- [RAW DATA]:
-- BEGIN --
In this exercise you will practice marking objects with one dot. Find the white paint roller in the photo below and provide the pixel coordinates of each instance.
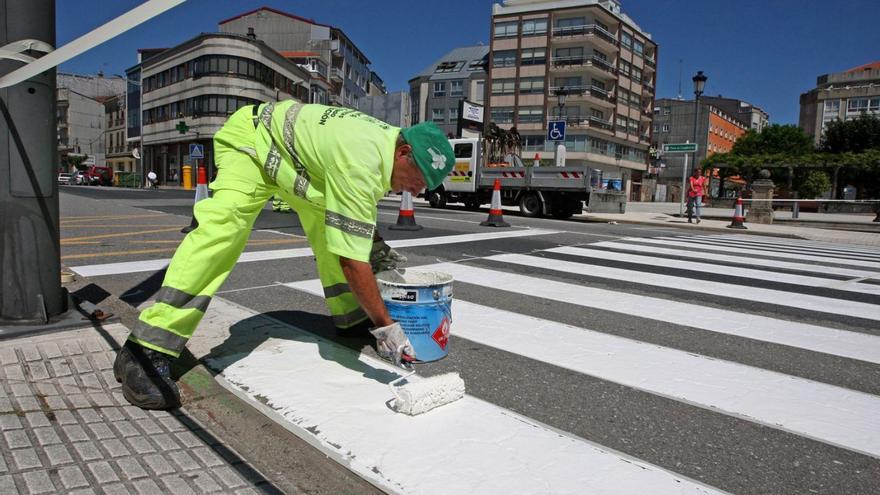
(420, 396)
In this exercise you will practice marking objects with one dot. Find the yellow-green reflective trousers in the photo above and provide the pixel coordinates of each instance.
(207, 254)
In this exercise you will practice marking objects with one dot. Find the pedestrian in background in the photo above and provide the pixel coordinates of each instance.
(696, 190)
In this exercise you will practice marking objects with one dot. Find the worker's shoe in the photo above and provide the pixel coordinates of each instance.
(145, 375)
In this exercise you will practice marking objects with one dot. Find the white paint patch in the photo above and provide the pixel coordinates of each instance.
(676, 242)
(743, 260)
(823, 412)
(757, 294)
(156, 265)
(716, 269)
(337, 401)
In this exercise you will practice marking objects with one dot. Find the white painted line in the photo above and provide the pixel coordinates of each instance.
(277, 254)
(823, 412)
(336, 400)
(745, 260)
(757, 294)
(783, 250)
(677, 242)
(731, 271)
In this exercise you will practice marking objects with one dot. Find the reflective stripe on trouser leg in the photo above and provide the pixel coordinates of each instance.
(205, 257)
(343, 305)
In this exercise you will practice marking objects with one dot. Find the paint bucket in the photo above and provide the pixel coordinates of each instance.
(421, 301)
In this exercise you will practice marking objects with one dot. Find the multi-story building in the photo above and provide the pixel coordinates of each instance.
(198, 84)
(717, 131)
(841, 95)
(437, 91)
(342, 71)
(598, 57)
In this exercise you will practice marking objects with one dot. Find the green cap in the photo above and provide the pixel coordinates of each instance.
(431, 151)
-- END --
- [PROBLEM DETAILS]: Rewrite every line of the listing above, requests included, with 94 added to each x and y value in the point coordinates. Leave out the pictures.

- [THE OUTPUT]:
In this exercise you will practice marking objects with one dot. Find the white paint roller in the photo below and provide the pixel coordinates of each instance.
(514, 490)
In this exercise you will practice marking objects with one dot. Find the yellow-green reflective trousers in the photo above and provide the pixel coordinates of each instance.
(301, 348)
In this exercise you will practice marking objects with one dot. Find the pedestrian in background in the photo above and provide the pixel coordinates of each instance.
(790, 284)
In this exercise you will practice marking objects with one dot. Find the worker's shoe in the photo above and provide the pixel coordinates of each instance.
(239, 469)
In this exercise you will practice marking objects with one dot. Find the white paint patch in the photo above and provide the pixel coordinates of each instance.
(770, 336)
(837, 354)
(917, 506)
(851, 388)
(250, 359)
(810, 363)
(431, 495)
In this exercise you will practice marking objects with one dot. Find the white painted line in the photo above and provide the pixel coordinates of each instance.
(371, 348)
(917, 506)
(430, 494)
(839, 354)
(851, 388)
(877, 344)
(771, 336)
(825, 365)
In this exercise you will practice marking objects with one dot. Find the reflective stripe on trouser leg in the photo above and provide the pixel coordinates of each instance.
(299, 351)
(437, 399)
In this exercise you will practice marking objects with one dot. Find the paint bucket in the photo above and provide the pixel coordinates of each instance.
(515, 395)
In this exercise you will practice marking objects with one dot. Find the multi-story building in the photo above and provide the pixel coordinates of each instance.
(292, 178)
(811, 225)
(935, 189)
(531, 185)
(436, 165)
(692, 151)
In this exercise you will practice marking objects with one dot. Find the green cap in the photo above and provide the pixel coordinates of each instance.
(525, 245)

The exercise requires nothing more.